> Requirement 1
In the forum thread on a Pacific circumnavigation, rewrite the paragraph beginning "So anyone out there who has experience" as a short list that keeps its main facts.
> Requirement 2
Substitute "mailbox" for "inbox" in a passage of the forum thread on a Pacific circumnavigation, starting at the words "If you just want" and stopping after "on this trip?".
(Beginning of Text passage)
# Pacific Circumnavigation



## TSOJOURNER (Dec 16, 1999)

Seeking serious practical advice from cruising sailors with experience/knowledge of sailing in Japan, Aleutian Islands, west Alaskan coast around into the Inside Passage, and on the Passage & the US West Coast & Sth America all the way to Tierra del Fuego & Antarctica. This is a serious venture, not yet successfully completed in its entirety by any small sailboat that we have been able to determine (apologises to anyone who has done it (from New Zealand or Australia fully around the Pacific Rim including Alaska & the Antarctic), and please get in touch as your knowledge is invaluable).

So anyone out there who has experience in weather, routing, seasons, ice limits/times, anchorages, places to avoid, unusual hazards, wildlife, boat set-up, clothing, heating, safety or any other useful advice about sailing in extreme cold, northern Pacific waters, the Aleutians, Alaska & Japan, PLEASE get in touch at [email protected]

If you just want to comment on my (in)sanity rather than offer serious, experience-based advice, & if you just can''t help yourself, please restrict your humor, ridicule or general derision to the board. That way, you''ll get your kicks & my inbox won''t be swamped with useless dribble.

Thanks to all for taking the time to read my post. Regards, "Dione" .


----------



## adamgrabowski (Apr 28, 2001)

Just wondering what kind of boat you are taking on this trip?


----------



## TSOJOURNER (Dec 16, 1999)

Avast, Dione...I can probably help for the portion of the "inside passage". I need to know vessel specs, especially draft and engine power/speed under power...very tricky passages, currents and tides. Cheers, Richard.


----------
(End of Text passage)
(Beginning of Exercise data)
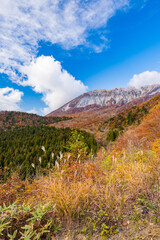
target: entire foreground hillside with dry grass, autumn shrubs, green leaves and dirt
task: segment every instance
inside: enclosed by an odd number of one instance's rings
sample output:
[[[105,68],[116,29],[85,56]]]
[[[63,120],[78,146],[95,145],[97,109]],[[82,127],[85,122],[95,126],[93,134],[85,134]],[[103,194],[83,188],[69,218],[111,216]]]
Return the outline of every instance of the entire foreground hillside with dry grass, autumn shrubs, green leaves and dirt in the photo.
[[[160,102],[152,101],[96,158],[82,154],[76,133],[46,175],[1,184],[1,238],[160,239]]]

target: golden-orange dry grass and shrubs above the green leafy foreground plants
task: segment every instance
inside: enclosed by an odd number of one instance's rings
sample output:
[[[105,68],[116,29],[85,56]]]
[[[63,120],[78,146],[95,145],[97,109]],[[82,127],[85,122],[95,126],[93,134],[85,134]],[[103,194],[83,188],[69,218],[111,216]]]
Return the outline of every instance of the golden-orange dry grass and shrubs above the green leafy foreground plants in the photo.
[[[157,107],[155,111],[159,109]],[[141,136],[148,124],[149,133],[159,126],[157,118],[153,116],[154,110],[146,122],[137,128],[138,133],[141,129]],[[95,234],[111,236],[128,220],[157,226],[160,221],[159,137],[159,132],[155,132],[148,147],[145,149],[143,145],[142,150],[142,138],[138,136],[135,142],[130,142],[128,135],[125,150],[121,147],[120,151],[113,150],[108,154],[101,149],[94,162],[61,162],[49,176],[39,177],[33,182],[21,182],[15,175],[7,183],[1,184],[0,205],[4,202],[8,205],[16,200],[17,204],[26,203],[32,209],[39,205],[43,209],[52,206],[52,211],[51,208],[45,210],[45,221],[54,219],[59,226],[68,229],[76,223],[79,233],[83,232],[90,239]],[[149,214],[143,214],[145,208],[149,209]],[[22,223],[25,224],[21,219],[19,224]],[[12,228],[14,231],[14,223]],[[50,231],[51,234],[55,233],[53,229]],[[45,235],[42,239],[51,237]]]

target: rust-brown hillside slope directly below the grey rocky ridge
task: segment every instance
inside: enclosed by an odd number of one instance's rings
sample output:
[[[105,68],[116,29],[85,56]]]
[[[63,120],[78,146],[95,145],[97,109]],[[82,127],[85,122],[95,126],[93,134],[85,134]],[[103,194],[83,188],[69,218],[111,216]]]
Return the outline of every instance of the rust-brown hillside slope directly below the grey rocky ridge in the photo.
[[[114,121],[116,122],[118,120],[118,114],[121,113],[123,117],[127,118],[127,115],[130,111],[136,112],[138,110],[138,107],[140,109],[145,108],[147,111],[149,111],[153,106],[155,106],[160,101],[160,94],[145,101],[145,99],[135,99],[127,104],[124,104],[123,106],[119,108],[111,107],[109,109],[100,109],[93,112],[85,112],[85,113],[79,113],[79,114],[72,114],[68,116],[72,116],[72,119],[68,121],[61,121],[58,123],[51,124],[58,128],[65,128],[65,127],[71,127],[71,128],[77,128],[82,129],[85,131],[88,131],[89,133],[94,134],[96,140],[99,143],[102,143],[103,145],[106,144],[106,135],[111,127],[108,124],[108,120],[112,119],[110,121],[110,124]],[[134,107],[137,106],[137,108]],[[145,110],[144,109],[144,110]],[[140,114],[141,113],[141,114]],[[145,111],[140,111],[139,114],[136,116],[136,123],[138,124],[139,121],[141,121],[141,118],[145,116]],[[114,116],[115,119],[114,119]],[[139,119],[139,121],[138,121]],[[124,123],[122,124],[122,127]]]

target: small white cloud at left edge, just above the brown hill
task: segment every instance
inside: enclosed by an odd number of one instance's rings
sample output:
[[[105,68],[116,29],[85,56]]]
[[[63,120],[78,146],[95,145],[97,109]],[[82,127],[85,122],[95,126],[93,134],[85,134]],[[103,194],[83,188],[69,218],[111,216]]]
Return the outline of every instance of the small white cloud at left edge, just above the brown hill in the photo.
[[[23,92],[13,88],[0,88],[0,111],[2,110],[20,110],[19,103]]]

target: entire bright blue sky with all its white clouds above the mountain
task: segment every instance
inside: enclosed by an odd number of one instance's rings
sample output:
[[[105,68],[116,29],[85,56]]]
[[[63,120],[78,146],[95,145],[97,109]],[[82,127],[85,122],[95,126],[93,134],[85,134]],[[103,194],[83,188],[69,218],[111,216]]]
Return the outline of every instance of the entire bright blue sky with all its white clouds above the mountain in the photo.
[[[0,110],[47,114],[95,89],[160,83],[158,0],[8,0]]]

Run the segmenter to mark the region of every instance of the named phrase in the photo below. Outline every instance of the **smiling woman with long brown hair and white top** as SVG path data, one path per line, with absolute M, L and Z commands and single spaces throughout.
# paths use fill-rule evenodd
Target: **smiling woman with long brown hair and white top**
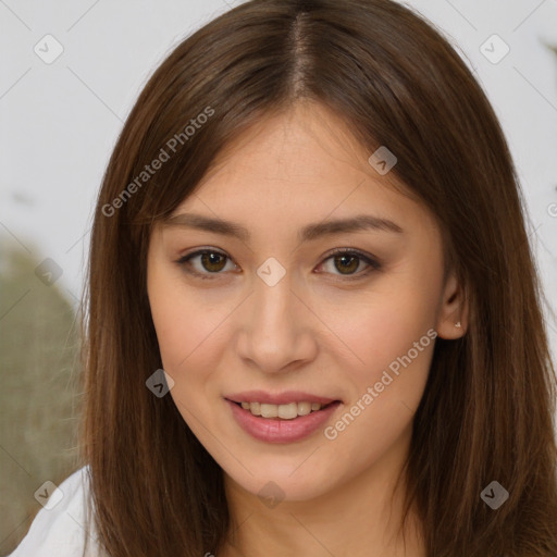
M 557 555 L 522 207 L 485 95 L 408 9 L 210 22 L 107 169 L 84 468 L 14 555 L 69 517 L 112 557 Z

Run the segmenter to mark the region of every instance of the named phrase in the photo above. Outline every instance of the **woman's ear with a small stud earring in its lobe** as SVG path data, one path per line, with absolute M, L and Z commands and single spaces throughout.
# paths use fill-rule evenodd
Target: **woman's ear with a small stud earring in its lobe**
M 437 335 L 454 341 L 468 330 L 468 300 L 465 289 L 451 272 L 445 282 L 437 313 Z

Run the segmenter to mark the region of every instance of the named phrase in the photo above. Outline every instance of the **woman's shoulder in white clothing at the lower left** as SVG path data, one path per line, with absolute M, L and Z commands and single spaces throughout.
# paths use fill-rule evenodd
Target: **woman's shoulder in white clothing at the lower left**
M 96 532 L 86 532 L 86 505 L 89 468 L 84 466 L 67 476 L 58 488 L 45 486 L 48 499 L 39 510 L 29 531 L 8 557 L 82 557 L 85 536 L 89 536 L 87 557 L 96 557 Z M 39 498 L 41 493 L 37 493 Z M 91 529 L 95 527 L 91 525 Z

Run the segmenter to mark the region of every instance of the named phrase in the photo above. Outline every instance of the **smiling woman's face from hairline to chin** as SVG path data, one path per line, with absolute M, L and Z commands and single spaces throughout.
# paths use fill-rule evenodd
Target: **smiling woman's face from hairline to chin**
M 170 396 L 246 492 L 273 481 L 309 500 L 393 462 L 435 336 L 462 332 L 433 218 L 370 154 L 326 109 L 293 109 L 238 137 L 152 232 L 148 295 Z M 356 216 L 368 226 L 322 226 Z M 323 407 L 307 414 L 313 399 Z

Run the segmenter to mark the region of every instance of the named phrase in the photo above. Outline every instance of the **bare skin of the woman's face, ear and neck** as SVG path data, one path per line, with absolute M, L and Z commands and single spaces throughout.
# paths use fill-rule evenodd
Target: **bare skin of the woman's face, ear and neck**
M 434 342 L 334 440 L 318 430 L 289 444 L 257 441 L 223 400 L 250 388 L 330 396 L 343 400 L 331 425 L 428 330 L 443 338 L 465 334 L 462 292 L 453 273 L 443 281 L 433 216 L 396 191 L 394 174 L 380 175 L 370 154 L 334 113 L 298 104 L 237 137 L 174 212 L 238 222 L 249 230 L 248 242 L 180 226 L 152 232 L 148 295 L 163 367 L 174 381 L 170 394 L 222 467 L 237 524 L 219 557 L 425 555 L 413 512 L 405 553 L 397 534 L 403 492 L 392 490 Z M 361 213 L 389 219 L 404 233 L 298 243 L 306 224 Z M 199 248 L 230 259 L 176 263 Z M 382 267 L 357 259 L 343 273 L 334 248 L 362 251 Z M 270 257 L 286 271 L 272 287 L 257 274 Z M 284 494 L 272 508 L 258 496 L 270 481 Z

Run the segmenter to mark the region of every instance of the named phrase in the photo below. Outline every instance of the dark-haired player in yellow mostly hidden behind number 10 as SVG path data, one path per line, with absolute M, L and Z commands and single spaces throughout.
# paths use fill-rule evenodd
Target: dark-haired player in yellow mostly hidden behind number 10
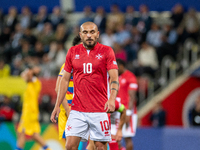
M 76 36 L 73 40 L 73 46 L 80 44 L 81 43 L 81 38 L 80 36 Z M 61 81 L 61 78 L 63 76 L 64 72 L 64 66 L 65 64 L 62 65 L 60 68 L 60 72 L 56 81 L 56 88 L 55 91 L 57 93 L 59 84 Z M 69 82 L 69 87 L 65 96 L 65 100 L 63 103 L 60 105 L 60 113 L 58 116 L 58 131 L 59 131 L 59 139 L 66 138 L 65 137 L 65 126 L 67 122 L 67 117 L 69 116 L 70 112 L 70 107 L 72 104 L 72 99 L 73 99 L 73 93 L 74 93 L 74 83 L 73 83 L 73 77 L 71 76 L 70 82 Z

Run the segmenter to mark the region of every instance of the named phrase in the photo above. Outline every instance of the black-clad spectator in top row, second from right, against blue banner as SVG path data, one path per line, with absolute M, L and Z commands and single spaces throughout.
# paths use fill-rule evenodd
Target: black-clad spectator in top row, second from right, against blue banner
M 172 16 L 171 16 L 171 19 L 174 22 L 175 29 L 178 28 L 178 26 L 182 22 L 183 16 L 184 16 L 183 6 L 178 3 L 172 8 Z

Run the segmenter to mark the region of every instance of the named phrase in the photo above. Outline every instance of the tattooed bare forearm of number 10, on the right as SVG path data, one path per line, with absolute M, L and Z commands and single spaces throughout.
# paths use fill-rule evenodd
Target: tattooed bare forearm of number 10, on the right
M 112 113 L 115 111 L 115 99 L 118 93 L 119 89 L 119 82 L 118 82 L 118 70 L 117 69 L 110 69 L 108 71 L 108 74 L 110 76 L 110 98 L 105 104 L 105 109 L 107 109 L 107 113 Z

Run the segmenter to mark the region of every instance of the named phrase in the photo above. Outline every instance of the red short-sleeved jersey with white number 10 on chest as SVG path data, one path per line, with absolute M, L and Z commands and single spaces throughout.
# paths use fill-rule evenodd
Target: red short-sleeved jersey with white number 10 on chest
M 111 47 L 97 43 L 87 50 L 83 44 L 71 47 L 66 56 L 65 71 L 73 69 L 74 98 L 72 110 L 105 112 L 109 98 L 108 70 L 118 69 Z

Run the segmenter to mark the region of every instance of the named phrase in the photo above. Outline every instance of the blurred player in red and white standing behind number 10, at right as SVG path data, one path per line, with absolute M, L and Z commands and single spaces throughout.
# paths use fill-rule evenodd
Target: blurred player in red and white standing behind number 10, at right
M 136 91 L 138 89 L 135 75 L 125 68 L 125 62 L 117 59 L 119 68 L 119 91 L 117 97 L 126 107 L 126 123 L 123 126 L 122 134 L 126 142 L 126 150 L 133 150 L 132 137 L 135 136 L 137 127 Z

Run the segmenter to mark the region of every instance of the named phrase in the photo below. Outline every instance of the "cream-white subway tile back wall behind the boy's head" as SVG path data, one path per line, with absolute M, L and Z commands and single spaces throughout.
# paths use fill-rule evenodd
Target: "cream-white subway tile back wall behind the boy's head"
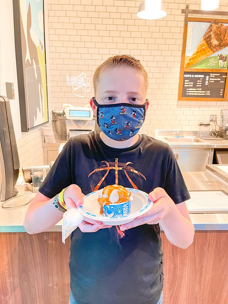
(End of Exercise data)
> Written reply 1
Anyone with experience in any of these areas is asked to get in touch by email:
- weather, routing and seasons
- ice limits and times
- anchorages, places to avoid and unusual hazards
- wildlife
- boat set-up, clothing, heating and safety
- any other useful advice on sailing in extreme cold, northern Pacific waters, the Aleutians, Alaska and Japan

> Written reply 2
If you just want to comment on my (in)sanity rather than offer serious, experience-based advice, & if you just can''t help yourself, please restrict your humor, ridicule or general derision to the board. That way, you''ll get your kicks & my mailbox won''t be swamped with useless dribble.

Thanks to all for taking the time to read my post. Regards, "Dione" .


----------



## adamgrabowski (Apr 28, 2001)

Just wondering what kind of boat you are taking on this trip?